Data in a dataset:
▼

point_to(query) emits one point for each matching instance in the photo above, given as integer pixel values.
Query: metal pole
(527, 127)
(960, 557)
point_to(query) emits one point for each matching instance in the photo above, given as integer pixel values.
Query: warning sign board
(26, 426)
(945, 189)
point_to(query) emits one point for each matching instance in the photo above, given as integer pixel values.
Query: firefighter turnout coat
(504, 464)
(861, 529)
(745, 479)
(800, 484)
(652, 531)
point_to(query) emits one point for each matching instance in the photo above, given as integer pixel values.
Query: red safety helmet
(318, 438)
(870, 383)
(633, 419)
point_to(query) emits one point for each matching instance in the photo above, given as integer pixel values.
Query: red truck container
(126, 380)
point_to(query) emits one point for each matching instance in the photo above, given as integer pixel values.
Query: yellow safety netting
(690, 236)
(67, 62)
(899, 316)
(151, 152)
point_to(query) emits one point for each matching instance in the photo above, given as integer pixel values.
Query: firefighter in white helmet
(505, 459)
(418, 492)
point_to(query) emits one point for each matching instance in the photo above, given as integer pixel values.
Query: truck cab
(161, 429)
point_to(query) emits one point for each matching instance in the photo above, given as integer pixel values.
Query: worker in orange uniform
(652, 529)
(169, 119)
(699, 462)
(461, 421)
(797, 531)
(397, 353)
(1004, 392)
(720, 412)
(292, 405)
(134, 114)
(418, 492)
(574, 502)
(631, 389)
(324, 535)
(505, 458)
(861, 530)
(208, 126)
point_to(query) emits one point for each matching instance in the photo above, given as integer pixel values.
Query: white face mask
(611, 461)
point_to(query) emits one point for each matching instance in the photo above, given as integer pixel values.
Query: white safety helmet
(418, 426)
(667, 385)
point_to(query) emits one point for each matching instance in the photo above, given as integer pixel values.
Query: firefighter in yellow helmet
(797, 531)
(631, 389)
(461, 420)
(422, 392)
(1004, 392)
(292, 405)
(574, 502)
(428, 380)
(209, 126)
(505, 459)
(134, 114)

▲

WORK TO DO:
Lay out all of the data above as a CSV with two columns, input and output, giving each text and its answer one row. Wrap every field in quotes and replace line breaks with spaces.

SOLUTION TO THIS EXERCISE:
input,output
"point_to(query) emits one point for each matching instance in the photo above, given as integer pixel values. Query: metal pole","(527, 127) (960, 557)"
"point_to(query) emits one point for each matching instance in the photo above, given as integer pixel values. Query: warning sign board","(26, 426) (945, 189)"
"point_to(query) emits one point for each matching instance in the photo above, given as integer pixel values. Query: firefighter turnout coat","(504, 464) (861, 529) (745, 479) (800, 484) (652, 531)"
"point_to(query) emits one point for each matching instance in the photo above, given as integer pixel values. Query: red safety helmet","(318, 438) (870, 383) (633, 419)"
"point_to(query) emits one point for each matching instance in the photo above, given as integer pixel values. Query: red truck container","(126, 380)"
"point_to(query) emits one point for each matching instance in the photo above, given as integer pixel values. Query: yellow safety netting","(690, 236) (67, 62) (899, 316) (151, 152)"
"point_to(query) emits one point for each matching instance in the photo above, given as integer pixel values. Query: firefighter in white helmet","(505, 459) (418, 492)"
"point_to(query) emits one point for each matching instance in the photo above, given as integer pixel values. Query: truck cab","(161, 429)"
"point_to(query) emits one point for each matching instance in the photo above, given as integer pixel values. Query: worker in orange uniform","(652, 529) (169, 119) (699, 462) (461, 421) (797, 531) (397, 353) (1004, 392) (720, 412) (292, 405) (134, 114) (418, 492) (574, 502) (631, 389) (324, 535) (505, 458) (861, 530) (208, 126)"
"point_to(query) emits one point for each matching instance in the photo above, given as integer pixel values. Query: white face mask","(611, 461)"
"point_to(query) emits one point for each matching instance in the photo above, given as integer pixel values. Query: white safety helmet","(418, 426) (667, 385)"
"point_to(query) emits one point for each matching instance in the photo above, given as integer pixel values. Query: firefighter in yellow helmet","(797, 531) (631, 389) (461, 420) (422, 392) (1004, 392) (292, 405) (574, 502) (428, 380) (209, 126) (505, 459) (134, 114)"